- Set problem 1
Identify every line of the records that contains the string "shopping", treating uppercase and lowercase as different, and copy each of those lines.

- Article
[start]

Dear brothers and sisters in Christ,
Yesterday afternoon there was a fruitful conversation at the monthly Reformation Society meeting in White River. By that remark I in no way intend to suggest the quality of yesterday's conversation was rare. It was fruitful in the usual sort of way, but worth mentioning here.
We were reviewing the Manhattan Declaration, a seven-page document recently put before you, the dear saints of TBC, in the What Do You Think? series on Dec. 1. The Manhattan Declaration was released on November 20 by a coalition of Orthodox, Catholic and Evangelical leaders as something of a "statement of principles upon which the signatories will not compromise." Some of the signatories that you might recognize are Bryan Chappell, Chuck Colson, Tim Keller, Dinesh D'Souza, Wayne Grudem, J.I. Packer, Cornelius Plantinga, and Joe Stowell. The principles upon which these men are now "co-belligerents" are explicitly moral principles and firmly rooted in our Christian faith.

[end]

- Set problem 2
Write out the portion of the letter that opens with "We were reviewing" and closes with "our Christian faith.", switching every "signatories" to "endorsers".

- Data for this exercise
[start]

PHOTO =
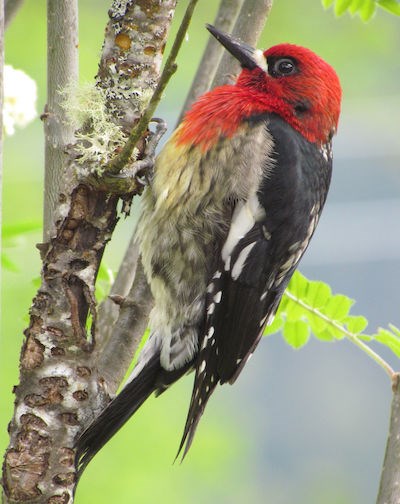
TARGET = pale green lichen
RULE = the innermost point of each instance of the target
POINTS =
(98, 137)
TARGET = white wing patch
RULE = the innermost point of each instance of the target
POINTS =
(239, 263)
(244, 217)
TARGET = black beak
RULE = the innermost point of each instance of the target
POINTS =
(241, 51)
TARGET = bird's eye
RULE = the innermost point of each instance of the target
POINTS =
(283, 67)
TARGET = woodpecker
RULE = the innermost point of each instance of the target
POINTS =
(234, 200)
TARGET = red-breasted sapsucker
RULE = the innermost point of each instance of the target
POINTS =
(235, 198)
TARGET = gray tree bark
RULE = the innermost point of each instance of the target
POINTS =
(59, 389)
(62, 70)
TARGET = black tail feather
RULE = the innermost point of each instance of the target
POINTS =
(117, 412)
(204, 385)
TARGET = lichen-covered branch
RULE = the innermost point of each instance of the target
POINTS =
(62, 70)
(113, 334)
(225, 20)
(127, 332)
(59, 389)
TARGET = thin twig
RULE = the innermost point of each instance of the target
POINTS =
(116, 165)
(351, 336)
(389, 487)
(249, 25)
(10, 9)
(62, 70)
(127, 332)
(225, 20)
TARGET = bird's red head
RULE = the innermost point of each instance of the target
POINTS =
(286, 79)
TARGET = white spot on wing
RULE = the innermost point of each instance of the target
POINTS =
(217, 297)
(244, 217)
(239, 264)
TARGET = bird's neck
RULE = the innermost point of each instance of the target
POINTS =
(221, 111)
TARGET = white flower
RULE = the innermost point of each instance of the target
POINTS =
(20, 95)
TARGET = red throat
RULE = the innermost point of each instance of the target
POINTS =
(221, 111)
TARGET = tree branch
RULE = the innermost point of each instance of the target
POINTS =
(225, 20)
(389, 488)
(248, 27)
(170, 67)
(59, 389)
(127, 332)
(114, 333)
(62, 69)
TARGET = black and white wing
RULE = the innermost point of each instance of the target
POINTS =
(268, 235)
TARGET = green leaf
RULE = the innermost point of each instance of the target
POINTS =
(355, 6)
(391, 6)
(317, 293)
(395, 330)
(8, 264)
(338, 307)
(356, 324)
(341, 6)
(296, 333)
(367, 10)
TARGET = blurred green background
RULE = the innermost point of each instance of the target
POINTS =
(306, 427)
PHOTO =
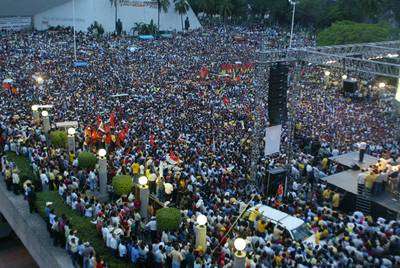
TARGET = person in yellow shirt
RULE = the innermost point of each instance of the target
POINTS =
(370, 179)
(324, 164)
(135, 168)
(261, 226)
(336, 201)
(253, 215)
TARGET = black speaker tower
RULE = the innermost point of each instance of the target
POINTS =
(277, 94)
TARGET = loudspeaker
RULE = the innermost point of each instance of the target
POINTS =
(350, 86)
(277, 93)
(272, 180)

[end]
[start]

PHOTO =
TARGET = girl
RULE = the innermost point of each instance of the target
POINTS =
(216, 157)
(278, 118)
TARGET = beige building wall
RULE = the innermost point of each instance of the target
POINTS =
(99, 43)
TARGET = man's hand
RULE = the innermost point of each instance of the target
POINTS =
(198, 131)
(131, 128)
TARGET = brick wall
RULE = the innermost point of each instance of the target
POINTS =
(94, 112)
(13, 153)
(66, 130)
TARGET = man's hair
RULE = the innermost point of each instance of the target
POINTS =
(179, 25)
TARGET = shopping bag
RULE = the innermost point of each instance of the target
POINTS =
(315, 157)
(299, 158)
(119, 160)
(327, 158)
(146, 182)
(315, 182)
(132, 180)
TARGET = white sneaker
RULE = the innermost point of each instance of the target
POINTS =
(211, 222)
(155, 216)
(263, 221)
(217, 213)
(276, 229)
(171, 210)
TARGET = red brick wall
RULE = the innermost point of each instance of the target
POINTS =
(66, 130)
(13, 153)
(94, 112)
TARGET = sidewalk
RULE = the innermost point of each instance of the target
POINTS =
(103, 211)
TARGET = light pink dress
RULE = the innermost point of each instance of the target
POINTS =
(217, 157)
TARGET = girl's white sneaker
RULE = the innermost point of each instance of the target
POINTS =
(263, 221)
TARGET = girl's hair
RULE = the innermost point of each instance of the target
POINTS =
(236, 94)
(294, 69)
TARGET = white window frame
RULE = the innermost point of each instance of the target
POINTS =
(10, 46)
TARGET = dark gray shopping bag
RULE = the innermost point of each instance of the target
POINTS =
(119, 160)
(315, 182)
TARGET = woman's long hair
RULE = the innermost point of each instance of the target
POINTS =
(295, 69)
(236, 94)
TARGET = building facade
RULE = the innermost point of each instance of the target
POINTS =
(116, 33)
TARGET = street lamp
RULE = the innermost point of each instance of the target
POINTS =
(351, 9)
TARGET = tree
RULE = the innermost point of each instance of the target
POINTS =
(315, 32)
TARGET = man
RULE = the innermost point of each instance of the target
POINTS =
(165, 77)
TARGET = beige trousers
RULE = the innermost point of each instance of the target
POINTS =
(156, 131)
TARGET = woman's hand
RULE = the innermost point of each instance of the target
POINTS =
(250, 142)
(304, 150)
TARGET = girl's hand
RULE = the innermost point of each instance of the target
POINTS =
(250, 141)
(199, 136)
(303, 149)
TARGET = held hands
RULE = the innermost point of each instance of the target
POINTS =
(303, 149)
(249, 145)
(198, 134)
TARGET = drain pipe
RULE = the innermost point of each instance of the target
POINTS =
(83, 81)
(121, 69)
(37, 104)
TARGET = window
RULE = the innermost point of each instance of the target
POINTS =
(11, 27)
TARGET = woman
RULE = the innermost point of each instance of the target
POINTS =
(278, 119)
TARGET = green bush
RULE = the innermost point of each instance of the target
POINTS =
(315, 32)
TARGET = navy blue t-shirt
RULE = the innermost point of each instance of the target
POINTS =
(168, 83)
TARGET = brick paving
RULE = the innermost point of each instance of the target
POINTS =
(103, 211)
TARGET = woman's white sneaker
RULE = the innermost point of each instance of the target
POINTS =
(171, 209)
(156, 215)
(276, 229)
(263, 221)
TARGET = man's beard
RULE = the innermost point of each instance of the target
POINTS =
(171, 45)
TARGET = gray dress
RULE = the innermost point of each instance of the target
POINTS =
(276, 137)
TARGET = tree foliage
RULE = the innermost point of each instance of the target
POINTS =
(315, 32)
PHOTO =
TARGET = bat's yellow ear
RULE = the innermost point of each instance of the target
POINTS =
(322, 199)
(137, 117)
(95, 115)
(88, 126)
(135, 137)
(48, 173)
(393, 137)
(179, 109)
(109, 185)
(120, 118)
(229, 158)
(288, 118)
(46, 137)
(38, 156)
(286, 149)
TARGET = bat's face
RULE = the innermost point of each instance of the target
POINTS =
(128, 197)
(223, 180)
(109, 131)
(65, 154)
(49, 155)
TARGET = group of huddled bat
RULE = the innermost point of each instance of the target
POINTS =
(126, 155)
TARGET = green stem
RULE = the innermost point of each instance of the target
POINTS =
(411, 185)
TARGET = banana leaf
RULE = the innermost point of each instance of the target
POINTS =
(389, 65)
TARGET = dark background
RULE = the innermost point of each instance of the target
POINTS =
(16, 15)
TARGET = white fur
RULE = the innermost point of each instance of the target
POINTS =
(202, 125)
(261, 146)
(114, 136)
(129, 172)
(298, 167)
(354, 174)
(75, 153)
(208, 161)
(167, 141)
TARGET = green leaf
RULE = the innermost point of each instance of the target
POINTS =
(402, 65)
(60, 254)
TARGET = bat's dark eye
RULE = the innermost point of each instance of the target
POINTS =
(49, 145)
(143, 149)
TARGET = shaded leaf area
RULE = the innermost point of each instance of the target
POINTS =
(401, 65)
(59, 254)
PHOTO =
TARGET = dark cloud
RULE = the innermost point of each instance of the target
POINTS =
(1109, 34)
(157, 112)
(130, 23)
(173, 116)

[end]

- Task response 1
TARGET = shopping bag
TARGET = dark gray shopping bag

- Task response 2
We were reviewing the Manhattan Declaration, a seven-page document recently put before you, the dear saints of TBC, in the What Do You Think? series on Dec. 1. The Manhattan Declaration was released on November 20 by a coalition of Orthodox, Catholic and Evangelical leaders as something of a "statement of principles upon which the endorsers will not compromise." Some of the endorsers that you might recognize are Bryan Chappell, Chuck Colson, Tim Keller, Dinesh D'Souza, Wayne Grudem, J.I. Packer, Cornelius Plantinga, and Joe Stowell. The principles upon which these men are now "co-belligerents" are explicitly moral principles and firmly rooted in our Christian faith.